* [Recorded data]:
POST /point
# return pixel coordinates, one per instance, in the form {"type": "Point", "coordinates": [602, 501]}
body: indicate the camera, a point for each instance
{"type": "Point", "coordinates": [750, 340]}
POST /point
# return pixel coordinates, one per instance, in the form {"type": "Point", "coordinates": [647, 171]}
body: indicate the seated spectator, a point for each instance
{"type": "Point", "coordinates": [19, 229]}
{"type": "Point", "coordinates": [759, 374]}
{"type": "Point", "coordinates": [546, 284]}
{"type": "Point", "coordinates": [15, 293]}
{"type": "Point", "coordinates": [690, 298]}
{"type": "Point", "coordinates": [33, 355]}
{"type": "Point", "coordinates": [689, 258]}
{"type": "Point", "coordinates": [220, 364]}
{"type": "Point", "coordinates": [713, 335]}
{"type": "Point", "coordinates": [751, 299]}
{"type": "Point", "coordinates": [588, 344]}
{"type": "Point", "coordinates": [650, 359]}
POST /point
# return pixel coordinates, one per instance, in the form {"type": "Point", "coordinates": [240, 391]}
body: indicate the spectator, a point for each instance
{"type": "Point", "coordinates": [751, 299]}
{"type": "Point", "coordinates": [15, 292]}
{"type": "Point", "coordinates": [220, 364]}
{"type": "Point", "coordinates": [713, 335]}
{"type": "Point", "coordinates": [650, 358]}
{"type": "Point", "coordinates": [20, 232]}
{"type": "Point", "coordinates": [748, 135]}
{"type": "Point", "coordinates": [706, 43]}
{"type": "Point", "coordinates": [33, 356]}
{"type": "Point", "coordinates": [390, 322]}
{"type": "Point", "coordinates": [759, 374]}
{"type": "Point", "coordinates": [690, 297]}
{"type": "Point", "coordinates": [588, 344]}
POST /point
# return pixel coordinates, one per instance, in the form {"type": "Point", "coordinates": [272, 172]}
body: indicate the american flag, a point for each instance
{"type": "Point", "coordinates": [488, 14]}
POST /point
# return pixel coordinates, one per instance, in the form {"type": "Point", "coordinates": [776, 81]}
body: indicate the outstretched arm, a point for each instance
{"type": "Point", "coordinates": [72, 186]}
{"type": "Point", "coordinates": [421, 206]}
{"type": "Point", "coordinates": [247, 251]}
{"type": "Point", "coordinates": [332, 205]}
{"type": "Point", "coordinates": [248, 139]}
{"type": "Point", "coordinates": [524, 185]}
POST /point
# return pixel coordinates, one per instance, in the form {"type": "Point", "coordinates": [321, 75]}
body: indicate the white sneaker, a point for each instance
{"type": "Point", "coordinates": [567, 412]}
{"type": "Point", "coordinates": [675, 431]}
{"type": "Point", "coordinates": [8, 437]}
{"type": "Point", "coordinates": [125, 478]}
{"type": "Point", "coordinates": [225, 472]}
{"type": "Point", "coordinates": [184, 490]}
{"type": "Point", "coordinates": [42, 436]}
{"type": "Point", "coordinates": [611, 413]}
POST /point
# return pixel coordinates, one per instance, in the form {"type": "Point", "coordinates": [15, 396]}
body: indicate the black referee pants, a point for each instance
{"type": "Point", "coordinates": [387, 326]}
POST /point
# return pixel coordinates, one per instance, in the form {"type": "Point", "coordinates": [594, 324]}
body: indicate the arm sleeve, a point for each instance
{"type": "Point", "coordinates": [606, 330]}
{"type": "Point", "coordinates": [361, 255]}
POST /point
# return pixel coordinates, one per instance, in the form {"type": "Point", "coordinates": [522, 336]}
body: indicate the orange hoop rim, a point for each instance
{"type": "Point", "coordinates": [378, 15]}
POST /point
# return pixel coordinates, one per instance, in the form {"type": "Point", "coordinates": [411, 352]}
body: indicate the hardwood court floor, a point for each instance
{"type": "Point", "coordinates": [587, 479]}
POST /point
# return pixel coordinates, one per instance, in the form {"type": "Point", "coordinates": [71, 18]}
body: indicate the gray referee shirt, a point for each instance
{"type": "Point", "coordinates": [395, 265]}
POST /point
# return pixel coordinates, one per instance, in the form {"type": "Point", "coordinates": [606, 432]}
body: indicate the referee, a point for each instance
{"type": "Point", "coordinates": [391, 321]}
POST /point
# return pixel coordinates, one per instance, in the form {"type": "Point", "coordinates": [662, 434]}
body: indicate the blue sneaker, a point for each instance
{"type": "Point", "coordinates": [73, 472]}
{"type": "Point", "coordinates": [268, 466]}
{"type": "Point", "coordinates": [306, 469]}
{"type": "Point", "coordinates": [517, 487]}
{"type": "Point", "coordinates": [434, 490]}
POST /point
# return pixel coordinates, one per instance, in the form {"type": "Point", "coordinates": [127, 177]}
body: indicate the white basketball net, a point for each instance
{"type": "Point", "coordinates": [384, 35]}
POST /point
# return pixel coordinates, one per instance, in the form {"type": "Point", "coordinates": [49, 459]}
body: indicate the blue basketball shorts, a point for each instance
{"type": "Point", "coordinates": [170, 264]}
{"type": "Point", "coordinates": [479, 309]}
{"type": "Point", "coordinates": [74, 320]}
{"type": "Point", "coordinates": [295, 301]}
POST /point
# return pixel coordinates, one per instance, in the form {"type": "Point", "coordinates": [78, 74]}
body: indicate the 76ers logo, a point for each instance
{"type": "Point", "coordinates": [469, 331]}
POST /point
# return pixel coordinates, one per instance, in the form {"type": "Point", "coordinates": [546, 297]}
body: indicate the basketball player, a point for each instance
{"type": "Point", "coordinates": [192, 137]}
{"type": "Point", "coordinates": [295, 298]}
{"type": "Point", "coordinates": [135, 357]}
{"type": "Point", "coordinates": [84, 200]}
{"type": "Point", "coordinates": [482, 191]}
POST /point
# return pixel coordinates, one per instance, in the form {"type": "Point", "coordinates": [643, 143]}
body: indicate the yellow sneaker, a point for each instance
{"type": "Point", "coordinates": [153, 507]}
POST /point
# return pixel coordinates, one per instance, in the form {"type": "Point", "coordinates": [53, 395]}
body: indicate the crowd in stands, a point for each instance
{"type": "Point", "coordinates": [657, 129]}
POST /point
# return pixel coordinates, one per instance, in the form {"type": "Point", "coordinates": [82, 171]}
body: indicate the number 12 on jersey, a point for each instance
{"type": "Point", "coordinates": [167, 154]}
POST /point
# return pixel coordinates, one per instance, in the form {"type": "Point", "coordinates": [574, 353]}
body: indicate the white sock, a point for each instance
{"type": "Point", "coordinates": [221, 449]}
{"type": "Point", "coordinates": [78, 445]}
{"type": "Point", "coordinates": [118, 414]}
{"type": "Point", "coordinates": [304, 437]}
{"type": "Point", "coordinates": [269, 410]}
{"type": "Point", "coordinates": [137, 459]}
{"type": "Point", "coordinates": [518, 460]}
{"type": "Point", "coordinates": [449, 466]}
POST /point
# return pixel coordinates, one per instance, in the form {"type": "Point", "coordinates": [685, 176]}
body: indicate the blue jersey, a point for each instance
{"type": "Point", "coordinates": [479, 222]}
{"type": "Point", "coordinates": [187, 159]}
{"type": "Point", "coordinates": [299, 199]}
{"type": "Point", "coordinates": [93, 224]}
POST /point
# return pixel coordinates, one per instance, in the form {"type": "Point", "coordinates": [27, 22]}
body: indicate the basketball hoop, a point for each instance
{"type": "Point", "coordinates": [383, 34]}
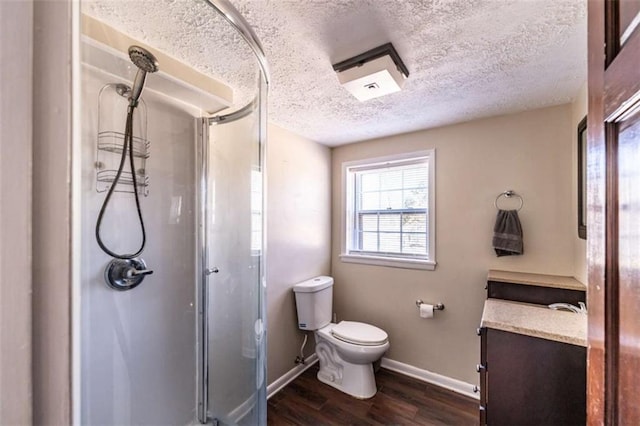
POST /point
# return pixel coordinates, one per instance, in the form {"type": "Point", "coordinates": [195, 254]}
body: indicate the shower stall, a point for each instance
{"type": "Point", "coordinates": [176, 335]}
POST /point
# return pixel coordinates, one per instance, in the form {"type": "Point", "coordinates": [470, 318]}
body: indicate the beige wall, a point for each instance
{"type": "Point", "coordinates": [16, 35]}
{"type": "Point", "coordinates": [298, 236]}
{"type": "Point", "coordinates": [528, 152]}
{"type": "Point", "coordinates": [578, 111]}
{"type": "Point", "coordinates": [52, 213]}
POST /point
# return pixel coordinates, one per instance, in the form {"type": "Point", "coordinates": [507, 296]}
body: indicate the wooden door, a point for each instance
{"type": "Point", "coordinates": [613, 218]}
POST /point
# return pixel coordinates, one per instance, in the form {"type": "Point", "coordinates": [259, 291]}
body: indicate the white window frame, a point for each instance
{"type": "Point", "coordinates": [348, 194]}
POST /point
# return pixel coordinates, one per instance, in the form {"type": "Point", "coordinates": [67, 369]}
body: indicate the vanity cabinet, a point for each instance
{"type": "Point", "coordinates": [532, 359]}
{"type": "Point", "coordinates": [527, 380]}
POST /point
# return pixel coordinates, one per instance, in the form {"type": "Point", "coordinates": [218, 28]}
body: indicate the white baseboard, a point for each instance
{"type": "Point", "coordinates": [290, 375]}
{"type": "Point", "coordinates": [455, 385]}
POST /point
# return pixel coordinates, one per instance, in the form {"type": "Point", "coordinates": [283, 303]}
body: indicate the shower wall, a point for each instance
{"type": "Point", "coordinates": [139, 346]}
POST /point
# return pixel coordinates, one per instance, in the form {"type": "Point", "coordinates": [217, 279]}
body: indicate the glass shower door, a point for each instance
{"type": "Point", "coordinates": [234, 389]}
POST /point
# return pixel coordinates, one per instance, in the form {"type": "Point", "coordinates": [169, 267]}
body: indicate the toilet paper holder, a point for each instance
{"type": "Point", "coordinates": [436, 307]}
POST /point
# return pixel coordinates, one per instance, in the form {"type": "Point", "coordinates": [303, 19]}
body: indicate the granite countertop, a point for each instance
{"type": "Point", "coordinates": [535, 321]}
{"type": "Point", "coordinates": [554, 281]}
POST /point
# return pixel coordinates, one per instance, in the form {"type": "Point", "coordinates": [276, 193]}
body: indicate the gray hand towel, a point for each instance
{"type": "Point", "coordinates": [507, 234]}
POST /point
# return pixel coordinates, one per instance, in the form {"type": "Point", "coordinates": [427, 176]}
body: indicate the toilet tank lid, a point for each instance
{"type": "Point", "coordinates": [313, 285]}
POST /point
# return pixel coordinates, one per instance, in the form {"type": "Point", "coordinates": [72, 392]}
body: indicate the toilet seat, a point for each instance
{"type": "Point", "coordinates": [359, 333]}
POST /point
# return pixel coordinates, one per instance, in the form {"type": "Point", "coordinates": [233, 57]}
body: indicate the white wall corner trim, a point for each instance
{"type": "Point", "coordinates": [452, 384]}
{"type": "Point", "coordinates": [290, 376]}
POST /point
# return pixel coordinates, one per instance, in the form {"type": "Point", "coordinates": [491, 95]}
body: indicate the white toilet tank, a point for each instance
{"type": "Point", "coordinates": [314, 302]}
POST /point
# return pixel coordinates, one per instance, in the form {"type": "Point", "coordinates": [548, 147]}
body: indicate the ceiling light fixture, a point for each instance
{"type": "Point", "coordinates": [374, 73]}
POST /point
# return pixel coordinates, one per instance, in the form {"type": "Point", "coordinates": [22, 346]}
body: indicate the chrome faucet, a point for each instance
{"type": "Point", "coordinates": [580, 309]}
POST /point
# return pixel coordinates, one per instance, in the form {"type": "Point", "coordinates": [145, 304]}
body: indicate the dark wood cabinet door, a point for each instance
{"type": "Point", "coordinates": [531, 381]}
{"type": "Point", "coordinates": [613, 176]}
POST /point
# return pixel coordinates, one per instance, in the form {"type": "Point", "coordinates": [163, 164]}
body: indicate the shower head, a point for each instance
{"type": "Point", "coordinates": [146, 62]}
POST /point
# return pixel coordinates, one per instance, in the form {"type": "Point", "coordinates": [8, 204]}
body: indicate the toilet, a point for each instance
{"type": "Point", "coordinates": [346, 350]}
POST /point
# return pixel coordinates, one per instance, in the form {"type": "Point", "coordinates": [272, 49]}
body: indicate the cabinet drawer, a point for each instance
{"type": "Point", "coordinates": [533, 294]}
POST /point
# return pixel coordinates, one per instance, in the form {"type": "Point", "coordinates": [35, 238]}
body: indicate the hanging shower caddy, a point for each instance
{"type": "Point", "coordinates": [112, 103]}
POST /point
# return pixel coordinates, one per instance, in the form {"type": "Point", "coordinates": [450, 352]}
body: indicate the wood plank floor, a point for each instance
{"type": "Point", "coordinates": [400, 400]}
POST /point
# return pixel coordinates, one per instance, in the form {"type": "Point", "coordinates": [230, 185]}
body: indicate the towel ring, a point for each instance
{"type": "Point", "coordinates": [509, 194]}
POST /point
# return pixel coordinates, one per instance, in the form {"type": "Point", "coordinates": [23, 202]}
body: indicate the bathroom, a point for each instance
{"type": "Point", "coordinates": [530, 149]}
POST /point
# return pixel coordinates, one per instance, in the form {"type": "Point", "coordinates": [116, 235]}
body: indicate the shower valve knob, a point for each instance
{"type": "Point", "coordinates": [133, 272]}
{"type": "Point", "coordinates": [125, 274]}
{"type": "Point", "coordinates": [210, 271]}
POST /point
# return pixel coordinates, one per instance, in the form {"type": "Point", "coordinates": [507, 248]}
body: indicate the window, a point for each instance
{"type": "Point", "coordinates": [389, 215]}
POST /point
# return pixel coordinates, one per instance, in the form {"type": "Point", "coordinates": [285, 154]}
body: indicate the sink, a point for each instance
{"type": "Point", "coordinates": [581, 309]}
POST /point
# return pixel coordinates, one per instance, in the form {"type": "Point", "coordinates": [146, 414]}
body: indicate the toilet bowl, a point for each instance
{"type": "Point", "coordinates": [346, 357]}
{"type": "Point", "coordinates": [345, 350]}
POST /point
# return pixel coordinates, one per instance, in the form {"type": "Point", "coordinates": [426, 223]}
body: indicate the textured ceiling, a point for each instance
{"type": "Point", "coordinates": [467, 58]}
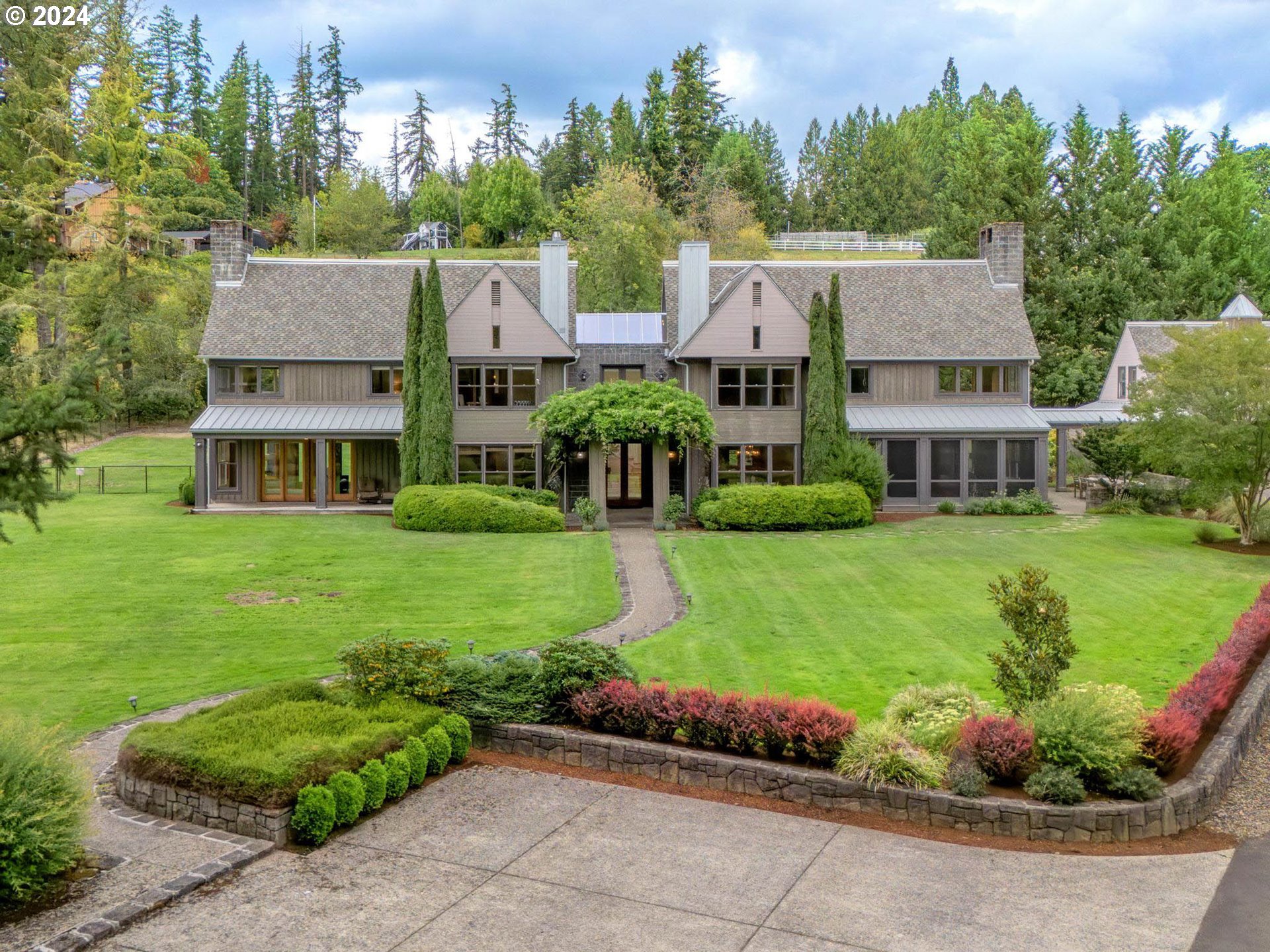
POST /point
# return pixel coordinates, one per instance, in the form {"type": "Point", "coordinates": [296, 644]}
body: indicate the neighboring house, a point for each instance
{"type": "Point", "coordinates": [1137, 340]}
{"type": "Point", "coordinates": [305, 372]}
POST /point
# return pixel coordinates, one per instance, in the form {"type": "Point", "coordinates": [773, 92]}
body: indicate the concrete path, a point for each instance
{"type": "Point", "coordinates": [651, 598]}
{"type": "Point", "coordinates": [497, 858]}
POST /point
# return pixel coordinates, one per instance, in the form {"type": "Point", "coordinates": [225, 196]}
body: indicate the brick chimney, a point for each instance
{"type": "Point", "coordinates": [1001, 245]}
{"type": "Point", "coordinates": [230, 251]}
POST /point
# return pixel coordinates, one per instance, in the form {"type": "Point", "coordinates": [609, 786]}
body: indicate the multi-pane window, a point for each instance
{"type": "Point", "coordinates": [226, 463]}
{"type": "Point", "coordinates": [498, 465]}
{"type": "Point", "coordinates": [495, 385]}
{"type": "Point", "coordinates": [756, 385]}
{"type": "Point", "coordinates": [757, 462]}
{"type": "Point", "coordinates": [385, 380]}
{"type": "Point", "coordinates": [247, 379]}
{"type": "Point", "coordinates": [969, 379]}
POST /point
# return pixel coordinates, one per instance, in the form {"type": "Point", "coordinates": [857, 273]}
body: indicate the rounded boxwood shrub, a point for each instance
{"type": "Point", "coordinates": [398, 766]}
{"type": "Point", "coordinates": [439, 748]}
{"type": "Point", "coordinates": [1056, 785]}
{"type": "Point", "coordinates": [375, 778]}
{"type": "Point", "coordinates": [465, 508]}
{"type": "Point", "coordinates": [314, 815]}
{"type": "Point", "coordinates": [349, 795]}
{"type": "Point", "coordinates": [42, 809]}
{"type": "Point", "coordinates": [762, 508]}
{"type": "Point", "coordinates": [460, 734]}
{"type": "Point", "coordinates": [417, 753]}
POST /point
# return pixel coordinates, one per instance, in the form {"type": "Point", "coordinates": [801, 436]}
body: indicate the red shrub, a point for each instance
{"type": "Point", "coordinates": [999, 746]}
{"type": "Point", "coordinates": [1170, 735]}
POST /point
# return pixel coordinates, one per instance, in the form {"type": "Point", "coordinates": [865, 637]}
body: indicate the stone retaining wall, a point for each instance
{"type": "Point", "coordinates": [1184, 805]}
{"type": "Point", "coordinates": [172, 803]}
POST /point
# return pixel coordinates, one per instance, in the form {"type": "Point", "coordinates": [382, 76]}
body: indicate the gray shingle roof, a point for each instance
{"type": "Point", "coordinates": [337, 309]}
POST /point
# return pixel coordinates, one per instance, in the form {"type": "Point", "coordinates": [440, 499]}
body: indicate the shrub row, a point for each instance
{"type": "Point", "coordinates": [470, 508]}
{"type": "Point", "coordinates": [810, 729]}
{"type": "Point", "coordinates": [762, 508]}
{"type": "Point", "coordinates": [1173, 731]}
{"type": "Point", "coordinates": [347, 795]}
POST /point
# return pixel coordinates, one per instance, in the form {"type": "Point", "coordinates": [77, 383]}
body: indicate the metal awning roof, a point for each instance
{"type": "Point", "coordinates": [1085, 414]}
{"type": "Point", "coordinates": [988, 418]}
{"type": "Point", "coordinates": [249, 420]}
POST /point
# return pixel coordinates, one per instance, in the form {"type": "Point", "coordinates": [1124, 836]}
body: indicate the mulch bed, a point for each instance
{"type": "Point", "coordinates": [1194, 841]}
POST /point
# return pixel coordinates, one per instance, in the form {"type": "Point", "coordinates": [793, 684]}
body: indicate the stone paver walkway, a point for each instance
{"type": "Point", "coordinates": [498, 858]}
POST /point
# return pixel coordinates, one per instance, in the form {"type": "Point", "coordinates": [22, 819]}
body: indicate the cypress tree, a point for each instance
{"type": "Point", "coordinates": [436, 414]}
{"type": "Point", "coordinates": [411, 383]}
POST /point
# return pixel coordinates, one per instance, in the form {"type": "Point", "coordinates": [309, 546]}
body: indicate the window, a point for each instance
{"type": "Point", "coordinates": [857, 380]}
{"type": "Point", "coordinates": [495, 385]}
{"type": "Point", "coordinates": [385, 380]}
{"type": "Point", "coordinates": [498, 465]}
{"type": "Point", "coordinates": [226, 463]}
{"type": "Point", "coordinates": [248, 379]}
{"type": "Point", "coordinates": [775, 462]}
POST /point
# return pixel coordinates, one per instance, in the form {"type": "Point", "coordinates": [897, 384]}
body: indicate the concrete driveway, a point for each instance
{"type": "Point", "coordinates": [495, 858]}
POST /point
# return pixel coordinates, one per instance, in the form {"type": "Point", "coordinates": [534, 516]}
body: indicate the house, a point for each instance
{"type": "Point", "coordinates": [304, 361]}
{"type": "Point", "coordinates": [1137, 340]}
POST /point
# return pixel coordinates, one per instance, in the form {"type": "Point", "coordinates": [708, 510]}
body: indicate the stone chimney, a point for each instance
{"type": "Point", "coordinates": [554, 282]}
{"type": "Point", "coordinates": [230, 251]}
{"type": "Point", "coordinates": [1001, 245]}
{"type": "Point", "coordinates": [694, 287]}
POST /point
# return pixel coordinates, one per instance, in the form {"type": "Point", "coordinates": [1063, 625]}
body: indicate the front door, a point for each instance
{"type": "Point", "coordinates": [624, 475]}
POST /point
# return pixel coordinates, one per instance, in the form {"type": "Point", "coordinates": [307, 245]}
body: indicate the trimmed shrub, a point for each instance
{"type": "Point", "coordinates": [762, 508]}
{"type": "Point", "coordinates": [314, 815]}
{"type": "Point", "coordinates": [460, 734]}
{"type": "Point", "coordinates": [1136, 783]}
{"type": "Point", "coordinates": [417, 753]}
{"type": "Point", "coordinates": [42, 808]}
{"type": "Point", "coordinates": [1056, 785]}
{"type": "Point", "coordinates": [1093, 730]}
{"type": "Point", "coordinates": [879, 753]}
{"type": "Point", "coordinates": [375, 778]}
{"type": "Point", "coordinates": [999, 746]}
{"type": "Point", "coordinates": [501, 690]}
{"type": "Point", "coordinates": [464, 508]}
{"type": "Point", "coordinates": [439, 748]}
{"type": "Point", "coordinates": [349, 795]}
{"type": "Point", "coordinates": [570, 666]}
{"type": "Point", "coordinates": [398, 766]}
{"type": "Point", "coordinates": [407, 666]}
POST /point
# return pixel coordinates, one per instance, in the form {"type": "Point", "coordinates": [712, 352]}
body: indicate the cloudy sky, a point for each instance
{"type": "Point", "coordinates": [1198, 63]}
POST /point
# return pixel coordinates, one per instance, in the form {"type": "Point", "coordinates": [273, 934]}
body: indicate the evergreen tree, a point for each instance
{"type": "Point", "coordinates": [436, 401]}
{"type": "Point", "coordinates": [335, 88]}
{"type": "Point", "coordinates": [412, 385]}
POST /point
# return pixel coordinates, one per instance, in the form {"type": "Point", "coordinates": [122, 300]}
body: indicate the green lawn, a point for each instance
{"type": "Point", "coordinates": [853, 617]}
{"type": "Point", "coordinates": [124, 594]}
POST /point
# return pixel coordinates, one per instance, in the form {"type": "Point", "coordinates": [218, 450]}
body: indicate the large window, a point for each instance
{"type": "Point", "coordinates": [756, 385]}
{"type": "Point", "coordinates": [495, 385]}
{"type": "Point", "coordinates": [385, 380]}
{"type": "Point", "coordinates": [498, 465]}
{"type": "Point", "coordinates": [248, 379]}
{"type": "Point", "coordinates": [968, 379]}
{"type": "Point", "coordinates": [757, 462]}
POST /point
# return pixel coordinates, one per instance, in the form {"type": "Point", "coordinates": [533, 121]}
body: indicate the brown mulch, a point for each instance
{"type": "Point", "coordinates": [1194, 841]}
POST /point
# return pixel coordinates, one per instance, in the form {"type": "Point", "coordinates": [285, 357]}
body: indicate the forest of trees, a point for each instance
{"type": "Point", "coordinates": [1118, 229]}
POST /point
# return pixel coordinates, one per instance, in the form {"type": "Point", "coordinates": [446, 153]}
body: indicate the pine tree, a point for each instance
{"type": "Point", "coordinates": [421, 151]}
{"type": "Point", "coordinates": [196, 103]}
{"type": "Point", "coordinates": [412, 385]}
{"type": "Point", "coordinates": [335, 88]}
{"type": "Point", "coordinates": [436, 401]}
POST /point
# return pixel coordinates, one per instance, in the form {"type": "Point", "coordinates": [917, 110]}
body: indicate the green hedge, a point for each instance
{"type": "Point", "coordinates": [762, 508]}
{"type": "Point", "coordinates": [470, 508]}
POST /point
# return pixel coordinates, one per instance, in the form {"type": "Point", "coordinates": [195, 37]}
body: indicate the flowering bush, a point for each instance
{"type": "Point", "coordinates": [999, 746]}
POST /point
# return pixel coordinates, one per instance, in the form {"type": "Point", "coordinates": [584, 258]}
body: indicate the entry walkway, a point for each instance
{"type": "Point", "coordinates": [494, 858]}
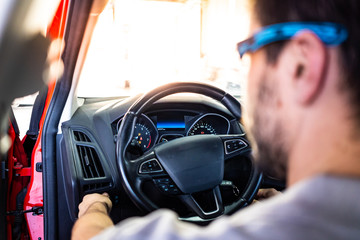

* [Instruction]: Pick out every line above that contains the word "spectator" and copy each one in full. Match case exactly.

* [Final result]:
body: indicate the seated spectator, a point for each instance
body: indicate the spectator, a point for each instance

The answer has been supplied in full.